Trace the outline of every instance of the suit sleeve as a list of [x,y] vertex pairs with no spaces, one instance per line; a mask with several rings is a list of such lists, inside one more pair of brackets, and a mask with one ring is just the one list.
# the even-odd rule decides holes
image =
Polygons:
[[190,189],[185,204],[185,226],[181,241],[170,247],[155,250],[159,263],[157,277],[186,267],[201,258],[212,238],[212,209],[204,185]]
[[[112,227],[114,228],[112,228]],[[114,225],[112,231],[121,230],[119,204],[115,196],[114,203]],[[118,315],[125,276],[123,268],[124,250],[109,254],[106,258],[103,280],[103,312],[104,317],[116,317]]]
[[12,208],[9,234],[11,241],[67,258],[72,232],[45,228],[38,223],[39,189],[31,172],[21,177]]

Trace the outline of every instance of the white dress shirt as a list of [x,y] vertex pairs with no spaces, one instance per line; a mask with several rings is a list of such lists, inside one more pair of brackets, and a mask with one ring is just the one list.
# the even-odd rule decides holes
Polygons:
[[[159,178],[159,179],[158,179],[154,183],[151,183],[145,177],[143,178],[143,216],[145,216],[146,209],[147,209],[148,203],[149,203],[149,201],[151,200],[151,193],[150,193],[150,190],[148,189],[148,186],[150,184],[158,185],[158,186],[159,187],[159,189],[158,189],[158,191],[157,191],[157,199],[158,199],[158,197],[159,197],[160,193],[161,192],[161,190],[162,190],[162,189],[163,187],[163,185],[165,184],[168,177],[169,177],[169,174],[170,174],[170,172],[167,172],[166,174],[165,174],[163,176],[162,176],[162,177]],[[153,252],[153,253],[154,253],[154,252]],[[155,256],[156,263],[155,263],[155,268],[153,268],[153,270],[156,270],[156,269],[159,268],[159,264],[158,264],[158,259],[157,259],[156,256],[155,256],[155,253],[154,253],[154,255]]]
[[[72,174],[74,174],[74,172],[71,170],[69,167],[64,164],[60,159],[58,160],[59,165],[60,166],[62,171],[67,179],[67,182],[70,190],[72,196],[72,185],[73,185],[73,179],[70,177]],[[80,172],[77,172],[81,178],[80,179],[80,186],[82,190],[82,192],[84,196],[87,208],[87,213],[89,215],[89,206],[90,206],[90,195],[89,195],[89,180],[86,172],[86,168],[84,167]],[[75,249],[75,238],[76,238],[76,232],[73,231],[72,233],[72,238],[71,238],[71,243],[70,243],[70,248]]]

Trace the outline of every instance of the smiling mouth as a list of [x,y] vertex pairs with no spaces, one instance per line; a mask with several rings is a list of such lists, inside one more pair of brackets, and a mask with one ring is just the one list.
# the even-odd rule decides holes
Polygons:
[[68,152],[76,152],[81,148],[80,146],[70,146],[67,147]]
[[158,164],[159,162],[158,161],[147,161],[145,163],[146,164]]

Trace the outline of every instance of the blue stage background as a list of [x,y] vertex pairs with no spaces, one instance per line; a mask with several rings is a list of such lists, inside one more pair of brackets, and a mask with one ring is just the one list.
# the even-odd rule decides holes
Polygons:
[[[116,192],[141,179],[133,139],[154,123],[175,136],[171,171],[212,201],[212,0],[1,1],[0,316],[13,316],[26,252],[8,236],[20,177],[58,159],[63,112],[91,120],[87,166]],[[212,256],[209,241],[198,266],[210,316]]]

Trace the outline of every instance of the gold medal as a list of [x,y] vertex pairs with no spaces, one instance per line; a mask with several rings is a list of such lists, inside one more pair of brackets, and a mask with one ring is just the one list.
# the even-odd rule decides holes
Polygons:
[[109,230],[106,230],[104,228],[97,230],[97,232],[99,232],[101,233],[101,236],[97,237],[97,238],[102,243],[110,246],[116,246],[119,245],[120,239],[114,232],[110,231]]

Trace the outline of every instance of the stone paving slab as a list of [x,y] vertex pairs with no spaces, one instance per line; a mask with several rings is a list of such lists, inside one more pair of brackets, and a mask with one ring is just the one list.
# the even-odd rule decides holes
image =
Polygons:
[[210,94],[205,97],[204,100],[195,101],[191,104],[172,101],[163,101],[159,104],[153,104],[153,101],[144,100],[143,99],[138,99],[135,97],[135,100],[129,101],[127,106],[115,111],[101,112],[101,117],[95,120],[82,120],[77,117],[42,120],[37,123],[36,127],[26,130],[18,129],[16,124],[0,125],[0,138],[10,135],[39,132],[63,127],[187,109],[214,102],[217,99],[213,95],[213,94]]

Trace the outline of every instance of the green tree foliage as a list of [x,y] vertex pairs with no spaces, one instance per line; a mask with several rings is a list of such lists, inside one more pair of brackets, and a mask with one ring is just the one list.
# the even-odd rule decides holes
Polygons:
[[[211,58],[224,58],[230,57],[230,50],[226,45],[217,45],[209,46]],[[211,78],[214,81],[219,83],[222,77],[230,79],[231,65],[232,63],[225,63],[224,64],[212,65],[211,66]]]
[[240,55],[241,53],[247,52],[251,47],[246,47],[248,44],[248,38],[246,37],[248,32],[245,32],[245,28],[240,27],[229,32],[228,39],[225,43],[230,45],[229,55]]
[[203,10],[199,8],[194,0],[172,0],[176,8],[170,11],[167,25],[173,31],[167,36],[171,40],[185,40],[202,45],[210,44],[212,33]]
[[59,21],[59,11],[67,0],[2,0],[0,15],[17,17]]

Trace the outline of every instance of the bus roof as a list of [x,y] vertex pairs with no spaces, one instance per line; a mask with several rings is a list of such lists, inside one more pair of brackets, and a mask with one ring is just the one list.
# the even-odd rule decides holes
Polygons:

::::::::

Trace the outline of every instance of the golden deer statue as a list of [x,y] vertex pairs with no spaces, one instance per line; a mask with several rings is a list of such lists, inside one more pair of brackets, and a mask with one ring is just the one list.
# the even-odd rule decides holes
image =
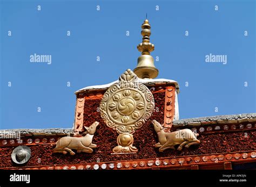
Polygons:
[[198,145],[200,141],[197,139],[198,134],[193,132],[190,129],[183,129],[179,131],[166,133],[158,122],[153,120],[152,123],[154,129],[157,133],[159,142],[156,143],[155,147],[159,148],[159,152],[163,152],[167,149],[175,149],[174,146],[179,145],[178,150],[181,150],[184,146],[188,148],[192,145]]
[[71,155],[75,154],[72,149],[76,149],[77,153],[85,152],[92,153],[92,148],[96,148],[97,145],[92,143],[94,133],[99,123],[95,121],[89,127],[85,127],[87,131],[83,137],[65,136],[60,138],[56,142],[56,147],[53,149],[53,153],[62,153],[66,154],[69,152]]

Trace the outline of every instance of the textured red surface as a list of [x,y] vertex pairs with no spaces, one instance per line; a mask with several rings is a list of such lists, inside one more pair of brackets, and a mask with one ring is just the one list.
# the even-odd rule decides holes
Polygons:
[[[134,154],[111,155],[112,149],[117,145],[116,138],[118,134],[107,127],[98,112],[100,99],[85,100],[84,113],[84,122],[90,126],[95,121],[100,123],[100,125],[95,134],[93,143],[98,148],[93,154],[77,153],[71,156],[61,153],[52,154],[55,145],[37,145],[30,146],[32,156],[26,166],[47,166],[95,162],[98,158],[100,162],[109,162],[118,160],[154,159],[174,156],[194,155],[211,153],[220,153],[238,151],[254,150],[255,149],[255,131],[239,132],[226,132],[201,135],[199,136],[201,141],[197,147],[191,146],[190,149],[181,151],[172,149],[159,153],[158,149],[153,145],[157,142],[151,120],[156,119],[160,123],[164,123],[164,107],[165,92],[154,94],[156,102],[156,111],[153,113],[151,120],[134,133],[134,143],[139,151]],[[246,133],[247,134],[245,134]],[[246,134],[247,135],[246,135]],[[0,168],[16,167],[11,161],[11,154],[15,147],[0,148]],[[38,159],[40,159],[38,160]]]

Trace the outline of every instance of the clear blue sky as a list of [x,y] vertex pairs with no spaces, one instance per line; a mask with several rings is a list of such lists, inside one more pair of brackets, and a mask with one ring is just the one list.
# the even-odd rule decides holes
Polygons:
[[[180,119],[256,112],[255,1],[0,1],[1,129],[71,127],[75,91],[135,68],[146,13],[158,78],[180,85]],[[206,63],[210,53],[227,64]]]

::::::::

*GIVEN PROBLEM*
Reproduce the lines character for character, beginning at the line that contains "Trace the outline of every instance of the smiling" and ending after the line that contains "[[158,164],[159,162],[158,161],[147,161],[145,163],[146,164]]".

*ANSWER FOR THIS EXERCISE*
Trace the outline of every instance of the smiling mouth as a list of [x,y] vertex pairs with no spaces, one instance per line; a mask with several rings is a list of such lists, inside one more pair of brackets, and a mask with one ring is just the one list.
# the even-odd rule decides holes
Polygons:
[[68,152],[76,152],[81,148],[80,146],[70,146],[67,147]]
[[158,164],[159,162],[158,161],[147,161],[145,163],[146,164]]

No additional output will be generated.